Dataset excerpts →
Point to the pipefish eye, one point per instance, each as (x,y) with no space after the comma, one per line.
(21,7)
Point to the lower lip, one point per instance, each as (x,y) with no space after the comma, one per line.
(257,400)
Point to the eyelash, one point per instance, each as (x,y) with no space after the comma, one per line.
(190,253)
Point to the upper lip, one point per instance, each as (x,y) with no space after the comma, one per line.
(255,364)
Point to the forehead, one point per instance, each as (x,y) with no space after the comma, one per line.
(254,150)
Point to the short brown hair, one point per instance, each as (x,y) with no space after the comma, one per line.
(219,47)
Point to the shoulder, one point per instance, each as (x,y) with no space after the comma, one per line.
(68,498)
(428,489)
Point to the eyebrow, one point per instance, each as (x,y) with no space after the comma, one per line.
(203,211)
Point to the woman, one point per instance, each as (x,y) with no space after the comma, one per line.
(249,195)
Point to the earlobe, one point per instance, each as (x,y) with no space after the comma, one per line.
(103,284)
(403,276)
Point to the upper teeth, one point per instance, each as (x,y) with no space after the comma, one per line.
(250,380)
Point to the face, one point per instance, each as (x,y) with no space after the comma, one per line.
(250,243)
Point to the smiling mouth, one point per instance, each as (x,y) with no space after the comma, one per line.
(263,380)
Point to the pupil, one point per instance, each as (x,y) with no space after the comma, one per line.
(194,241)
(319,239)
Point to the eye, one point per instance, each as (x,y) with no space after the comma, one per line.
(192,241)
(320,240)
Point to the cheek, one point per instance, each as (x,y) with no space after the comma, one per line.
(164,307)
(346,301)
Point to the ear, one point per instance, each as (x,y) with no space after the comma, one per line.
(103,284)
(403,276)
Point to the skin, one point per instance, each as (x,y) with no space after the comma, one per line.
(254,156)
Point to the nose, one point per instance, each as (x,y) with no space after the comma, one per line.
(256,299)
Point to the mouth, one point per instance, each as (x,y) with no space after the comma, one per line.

Assignment →
Please copy out each record, character for character.

Solution to this problem →
Point to the pipefish eye, one point per instance, each as (x,y) with no space after the comma, one per line.
(21,7)
Point to the lower lip, one point per instance, each as (x,y) with no space after the comma, one per line.
(257,400)
Point to the eyelash, one point per instance, each as (x,y) with no space after the comma, one per line.
(190,253)
Point to the upper lip, one point per instance, each as (x,y) with no space after the comma, one per line.
(255,364)
Point to the forehead, one point per instance, each as (x,y) with no space after the comma, one per line.
(254,150)
Point to the short brown hair, one point per instance, each as (x,y) with no space after the comma, one per line.
(219,47)
Point to the shoulder, one point per instance, each as (x,y) with no space after the comma, one per line.
(68,498)
(428,489)
Point to the eyebrow, one point per instance, each as (x,y) with no space after the comma, one per line.
(203,211)
Point to the woman, one point per instance, each as (x,y) with no space after the comma, one per line.
(249,195)
Point to the earlobe, one point per instance, each as (x,y) with no space after the comma, one per line.
(103,284)
(403,276)
Point to the upper teeth, one point per instance, each as (x,y) with no space after the comma, one per line.
(250,380)
Point to the face, one point per instance, each as (x,y) with no space after the comma, one per line.
(250,243)
Point to the smiling mouth, one point per instance, each as (x,y) with no space after the comma, one per line.
(263,380)
Point to the pupil, one point per instance, each as (x,y) with no space after the comma, one per line.
(194,241)
(319,239)
Point to the eye, one point per instance, each as (x,y) with no space after the comma, one per line.
(192,241)
(320,240)
Point to the cheek, one point per instance, each as (x,y) with no space after the comma, one per line.
(164,307)
(346,301)
Point to the ear, one point per instance, each as (x,y) with no space after the comma, one per line.
(103,284)
(403,276)
Point to the skin, one point per instance, each as (x,y) with no space after the comma, one per line.
(254,156)
Point to the nose, one point per instance, each as (x,y) with no space after the comma, one per line.
(256,299)
Point to the mouth, one point per instance, each as (x,y) with no space after the comma, one per line.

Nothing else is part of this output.